▶ _PROBLEM STATEMENT_: When you return the material, keep every line exactly as it is and omit the pictures.

▶ _RECORDS PROVIDED_:
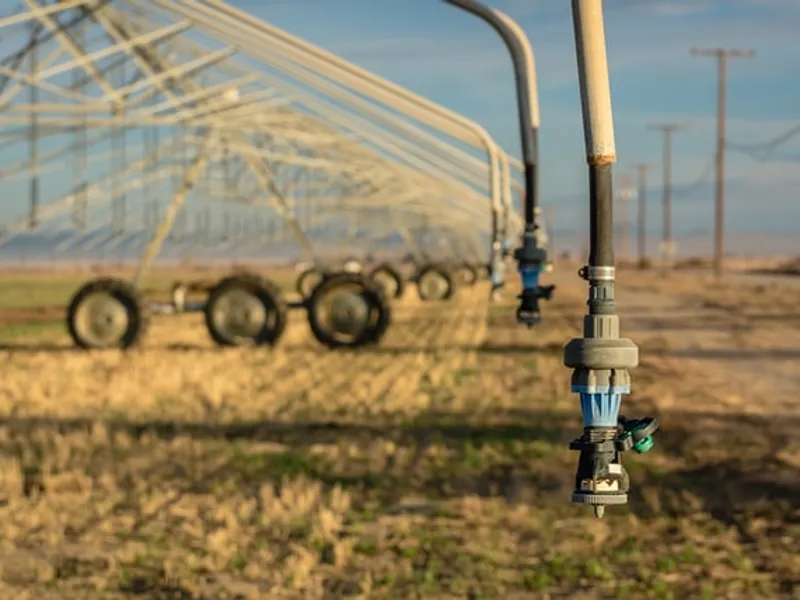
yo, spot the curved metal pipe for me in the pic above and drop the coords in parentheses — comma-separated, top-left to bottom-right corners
(185, 0, 510, 268)
(444, 0, 540, 231)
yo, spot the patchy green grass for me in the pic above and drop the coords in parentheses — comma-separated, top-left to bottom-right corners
(0, 319, 64, 341)
(0, 278, 82, 310)
(0, 276, 795, 598)
(0, 266, 299, 310)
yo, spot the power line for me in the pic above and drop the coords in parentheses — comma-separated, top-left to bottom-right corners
(726, 123, 800, 161)
(672, 157, 715, 199)
(727, 123, 800, 152)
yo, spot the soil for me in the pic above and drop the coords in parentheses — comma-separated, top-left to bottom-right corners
(0, 267, 795, 599)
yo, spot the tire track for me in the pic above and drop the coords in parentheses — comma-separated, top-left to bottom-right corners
(318, 290, 479, 411)
(419, 286, 488, 390)
(238, 293, 444, 414)
(343, 287, 488, 415)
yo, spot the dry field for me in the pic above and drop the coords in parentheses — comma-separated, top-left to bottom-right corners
(0, 266, 797, 599)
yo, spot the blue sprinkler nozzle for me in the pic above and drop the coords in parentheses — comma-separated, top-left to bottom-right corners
(576, 384, 629, 428)
(513, 229, 554, 326)
(520, 263, 541, 290)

▶ _SOLUTION TO THIS PROBLEM_:
yo, spot the curved metal pipe for me in the pic above and drop the coords in parentheses — comma-separated, top-left to bottom-right corners
(185, 0, 510, 268)
(444, 0, 540, 231)
yo, spot the patchy green grass for me in the pic above and drop the coords in parentheses — comma-separated, top-left to bottom-right corners
(0, 319, 64, 341)
(0, 278, 82, 310)
(0, 276, 795, 598)
(0, 266, 299, 310)
yo, spot the power line for me in the pic above and drop the coords in parentheses — comma-separated, top-left to bottom-right corners
(726, 123, 800, 161)
(672, 157, 715, 199)
(727, 123, 800, 152)
yo, spot the soil for me in the pic above and drop the coords in parentheses — comma-separated, top-left to bottom-right corners
(0, 267, 795, 599)
yo, spot the tire track for me in the pic above and drop the coords in parentheses — comma-separated, top-left to bottom-right corners
(318, 290, 479, 411)
(419, 286, 488, 390)
(238, 293, 444, 414)
(343, 287, 488, 415)
yo, spot the dry field for me in the pic above and drop the coords in parentheses — comma-separated, top-left to bottom-right corners
(0, 266, 797, 599)
yo, spot the blue sprinkler nozzle for me in the pic above and drop the coords in parentheses — comma-separated, top-left to bottom-right corners
(576, 384, 629, 428)
(513, 229, 554, 326)
(520, 263, 541, 290)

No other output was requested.